EXERCISE INSTRUCTIONS
As you restate the entries, keep every word intact and leave out whatever images they hold.
★ ★ ★
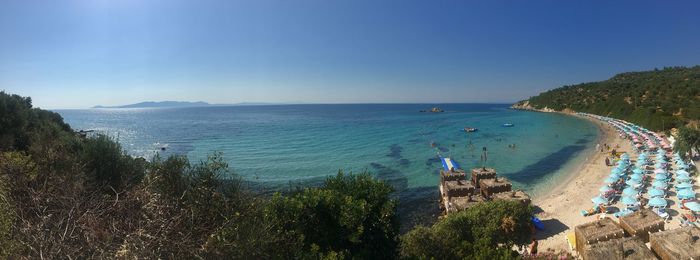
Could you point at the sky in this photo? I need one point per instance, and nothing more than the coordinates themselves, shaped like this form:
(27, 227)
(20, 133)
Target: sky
(81, 53)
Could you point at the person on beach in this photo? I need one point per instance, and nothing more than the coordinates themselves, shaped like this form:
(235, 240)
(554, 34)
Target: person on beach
(533, 247)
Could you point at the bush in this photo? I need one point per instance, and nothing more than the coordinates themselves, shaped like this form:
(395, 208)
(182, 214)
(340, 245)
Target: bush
(108, 165)
(486, 231)
(350, 215)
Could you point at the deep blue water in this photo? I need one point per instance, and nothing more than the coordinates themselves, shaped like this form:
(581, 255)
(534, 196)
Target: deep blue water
(273, 146)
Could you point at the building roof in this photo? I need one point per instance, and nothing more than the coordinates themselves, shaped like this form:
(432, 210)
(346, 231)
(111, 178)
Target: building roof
(621, 248)
(679, 243)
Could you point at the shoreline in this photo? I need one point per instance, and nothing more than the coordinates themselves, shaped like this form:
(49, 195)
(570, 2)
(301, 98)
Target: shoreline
(577, 163)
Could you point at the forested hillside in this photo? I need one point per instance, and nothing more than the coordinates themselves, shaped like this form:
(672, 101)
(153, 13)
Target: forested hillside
(658, 99)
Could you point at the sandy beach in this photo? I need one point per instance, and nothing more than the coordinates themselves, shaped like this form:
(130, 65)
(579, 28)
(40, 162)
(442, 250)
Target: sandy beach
(560, 208)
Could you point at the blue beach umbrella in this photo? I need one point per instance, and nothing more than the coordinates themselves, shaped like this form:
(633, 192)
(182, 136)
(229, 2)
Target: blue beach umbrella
(610, 180)
(629, 191)
(656, 193)
(599, 200)
(605, 188)
(661, 176)
(684, 185)
(632, 183)
(659, 184)
(629, 200)
(683, 178)
(658, 202)
(693, 205)
(686, 194)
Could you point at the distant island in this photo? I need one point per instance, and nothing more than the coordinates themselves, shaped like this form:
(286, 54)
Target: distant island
(153, 104)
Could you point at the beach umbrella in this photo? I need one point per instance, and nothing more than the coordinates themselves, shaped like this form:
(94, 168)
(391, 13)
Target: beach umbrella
(629, 191)
(693, 205)
(629, 200)
(632, 183)
(656, 193)
(605, 188)
(659, 171)
(611, 180)
(658, 202)
(661, 176)
(636, 177)
(659, 184)
(684, 185)
(686, 194)
(599, 200)
(683, 178)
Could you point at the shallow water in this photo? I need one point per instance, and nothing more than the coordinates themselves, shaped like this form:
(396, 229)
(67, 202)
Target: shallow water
(273, 146)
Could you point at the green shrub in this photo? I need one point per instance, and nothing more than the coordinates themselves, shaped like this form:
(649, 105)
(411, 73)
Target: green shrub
(108, 165)
(486, 231)
(351, 215)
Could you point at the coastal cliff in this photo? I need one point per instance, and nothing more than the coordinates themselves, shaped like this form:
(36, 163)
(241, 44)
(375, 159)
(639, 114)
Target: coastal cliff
(660, 99)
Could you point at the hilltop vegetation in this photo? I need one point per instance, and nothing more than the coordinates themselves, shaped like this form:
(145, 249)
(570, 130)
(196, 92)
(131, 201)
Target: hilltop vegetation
(65, 196)
(658, 99)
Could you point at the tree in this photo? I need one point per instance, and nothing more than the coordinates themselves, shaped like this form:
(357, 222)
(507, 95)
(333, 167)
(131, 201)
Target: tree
(486, 231)
(350, 215)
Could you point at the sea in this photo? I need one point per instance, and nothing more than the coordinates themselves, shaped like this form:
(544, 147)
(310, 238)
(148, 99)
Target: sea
(282, 147)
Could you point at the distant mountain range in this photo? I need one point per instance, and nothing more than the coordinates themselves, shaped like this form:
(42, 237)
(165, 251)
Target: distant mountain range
(149, 104)
(163, 104)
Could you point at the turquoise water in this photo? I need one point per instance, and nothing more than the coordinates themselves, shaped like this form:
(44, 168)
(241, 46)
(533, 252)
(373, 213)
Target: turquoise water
(273, 146)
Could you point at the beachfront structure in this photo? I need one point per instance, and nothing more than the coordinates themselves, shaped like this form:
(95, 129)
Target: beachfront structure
(489, 187)
(595, 232)
(517, 195)
(680, 243)
(456, 204)
(482, 173)
(456, 193)
(642, 223)
(622, 248)
(458, 188)
(452, 175)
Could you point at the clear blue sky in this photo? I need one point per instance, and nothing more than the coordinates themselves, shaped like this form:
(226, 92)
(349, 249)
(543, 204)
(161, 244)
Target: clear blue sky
(73, 54)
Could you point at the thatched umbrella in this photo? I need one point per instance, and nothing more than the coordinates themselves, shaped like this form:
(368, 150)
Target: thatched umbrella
(598, 231)
(679, 243)
(623, 248)
(641, 223)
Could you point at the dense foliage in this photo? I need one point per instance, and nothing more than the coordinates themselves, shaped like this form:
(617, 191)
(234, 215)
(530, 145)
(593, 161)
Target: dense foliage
(485, 231)
(658, 99)
(67, 196)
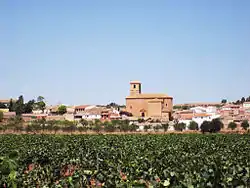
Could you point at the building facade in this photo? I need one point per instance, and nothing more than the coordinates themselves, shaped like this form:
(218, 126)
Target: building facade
(155, 106)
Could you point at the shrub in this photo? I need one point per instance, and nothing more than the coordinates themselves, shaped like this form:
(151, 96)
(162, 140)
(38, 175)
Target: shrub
(193, 126)
(245, 125)
(165, 126)
(232, 125)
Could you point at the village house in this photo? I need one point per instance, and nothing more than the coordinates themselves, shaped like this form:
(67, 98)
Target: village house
(156, 106)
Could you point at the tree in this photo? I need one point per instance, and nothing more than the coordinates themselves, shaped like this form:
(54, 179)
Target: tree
★ ★ ★
TASK OUTPUT
Could you point at the sky in this photo? I need one point per instance, and nothing more than the coordinates themselves, shaped like this form:
(27, 227)
(20, 133)
Target: sky
(81, 53)
Could you point at the person on beach in this photo? I need one point per instance, and nothing more than the coordinates themselves, shaped like this form:
(235, 240)
(554, 34)
Target: person on beach
(533, 247)
Could you point at the bush in this photo? I need one point per instance, and nothing more than the coordinates themselves, shaped like this form:
(395, 208)
(182, 214)
(340, 245)
Target: bush
(108, 165)
(486, 231)
(350, 215)
Could you point at the deep blue water in this photo? I need one point per instance, and nothing more than the coordinates themselves, shaped like this form:
(581, 255)
(534, 196)
Target: deep blue water
(273, 146)
Could you point at the building roof in this photo? I need one point per instance, and nothing more than the coordinates themselves, shaped like this form:
(432, 210)
(346, 231)
(111, 178)
Target: building roof
(621, 248)
(679, 243)
Could you point at the shoreline in this photo? I need one point per instance, and nothing more than the coordinates themselves, shaped like this form:
(49, 195)
(570, 2)
(301, 98)
Target: shoreline
(577, 163)
Could you point at the forested hillside in this photo? I need one point per instance, and nothing more than the coordinates themselves, shaped like this form:
(672, 101)
(153, 13)
Target: forested hillside
(658, 99)
Could you point at the sandy beach in this photo? I need one point per instance, and nothing more than the coordinates themselves, shaped like this form:
(130, 65)
(579, 28)
(40, 162)
(442, 250)
Target: sandy beach
(560, 208)
Could you point at the blue beach umbrella in this photo? I need one point per instance, and nothing more than the coordinates themselves, shaped like this form:
(633, 192)
(182, 136)
(229, 2)
Target: blue beach umbrella
(610, 180)
(629, 191)
(656, 193)
(599, 200)
(605, 188)
(661, 176)
(684, 185)
(632, 183)
(659, 184)
(629, 200)
(683, 178)
(658, 202)
(693, 205)
(686, 194)
Could you point at the distant island in this photo? I need one point per instance, and nothing more than the coordinates themselves, shaped like this form:
(286, 54)
Target: distant island
(153, 104)
Could you point at the beach umbrella in this photo? I need one point per instance, and nothing more than the coordinates themselves, shaped like this form:
(94, 168)
(391, 13)
Target: beach umbrella
(629, 191)
(693, 205)
(629, 200)
(632, 183)
(656, 193)
(605, 188)
(659, 171)
(611, 180)
(658, 202)
(661, 176)
(636, 177)
(659, 184)
(684, 185)
(686, 194)
(599, 200)
(683, 178)
Could you point at the shallow water in this photo? I need one point per instance, and nothing more than the coordinates themselves, shaped like this form:
(396, 229)
(67, 202)
Target: shallow water
(273, 146)
Could you point at the green shrub in this photo? I need one point per instance, and nothing more than the coordinates themselves, shaped like this form:
(649, 105)
(411, 73)
Target: green shrub
(108, 165)
(486, 231)
(351, 215)
Could you point at the coastal cliff in this photo? I need one point per instance, and nothing more than the coordinates themselves, shaped like this form:
(36, 163)
(241, 44)
(375, 159)
(639, 114)
Target: coastal cliff
(660, 99)
Could you point at the hilltop vegetation in this photo? I need one point per instance, and nothing more than the coordinates themselves, shaped like this form:
(145, 249)
(570, 130)
(196, 92)
(131, 201)
Target: hilltop vegetation
(65, 196)
(658, 99)
Could you point at the tree in this photo? I need one point per instance, and nothing more than the coordinates themselves, shaped like this form:
(357, 222)
(507, 95)
(333, 167)
(131, 201)
Target: tree
(486, 231)
(350, 215)
Could you point at the sea in this photo? I need one point per instance, and nothing more than the coordinates themselves, shaped like this form:
(544, 147)
(310, 238)
(148, 99)
Target: sea
(282, 147)
Could you point at the distant mountain range in this photo? I need one point per instance, and nothing more than the coordinates themselves, shaped like this form:
(42, 237)
(165, 251)
Target: distant mountain range
(149, 104)
(163, 104)
Could you point at the turquoise water in this photo? I need one point per instance, and nothing more than the coordinates themselves, shaped like this form:
(44, 168)
(241, 46)
(533, 252)
(373, 213)
Target: turquoise water
(273, 146)
Could you point at the beachfront structure in this photo? I need one point per instance, and nothing more than the coordinates themselves, shaped like this form:
(95, 129)
Target: beachfront structure
(489, 187)
(595, 232)
(517, 195)
(680, 243)
(456, 204)
(482, 173)
(456, 193)
(642, 223)
(622, 248)
(458, 188)
(452, 175)
Could you point at the clear blue sky in this photo? I need one point per instance, and nothing more than the coordinates themselves, shaped like this form:
(226, 92)
(349, 249)
(543, 204)
(161, 244)
Target: clear blue sky
(73, 54)
Could you point at the thatched umbrella in this photo? I need one point per instance, and nothing more than the coordinates themselves, shaped like this form:
(368, 150)
Target: thatched umbrella
(598, 231)
(679, 243)
(623, 248)
(641, 223)
Could you point at the dense foliage in this photo? I need one point per instance, and nothing more than the coordinates themselves, shaped like this form:
(617, 191)
(234, 215)
(530, 145)
(593, 161)
Target: dense foliage
(485, 231)
(658, 99)
(67, 196)
Could you point at the building facade in this photo? I need one point per instance, and nothing more than the coordinates themselves, shaped like this form:
(218, 126)
Target: building facade
(155, 106)
Could you point at the shrub in this photo? I need one point per instance, and nothing more than the coordinates themselves, shaped like this form:
(151, 96)
(162, 140)
(38, 175)
Target: shrub
(193, 126)
(245, 125)
(165, 126)
(232, 125)
Could you point at the village house in this photo? I need one point per instance, and nothing more than the coordinates themselves, shaped like this form:
(67, 98)
Target: village house
(156, 106)
Could you point at the tree in this photo? I need one point per instance, and nothing more than the coordinates themselves, shaped like this form:
(54, 179)
Target: tree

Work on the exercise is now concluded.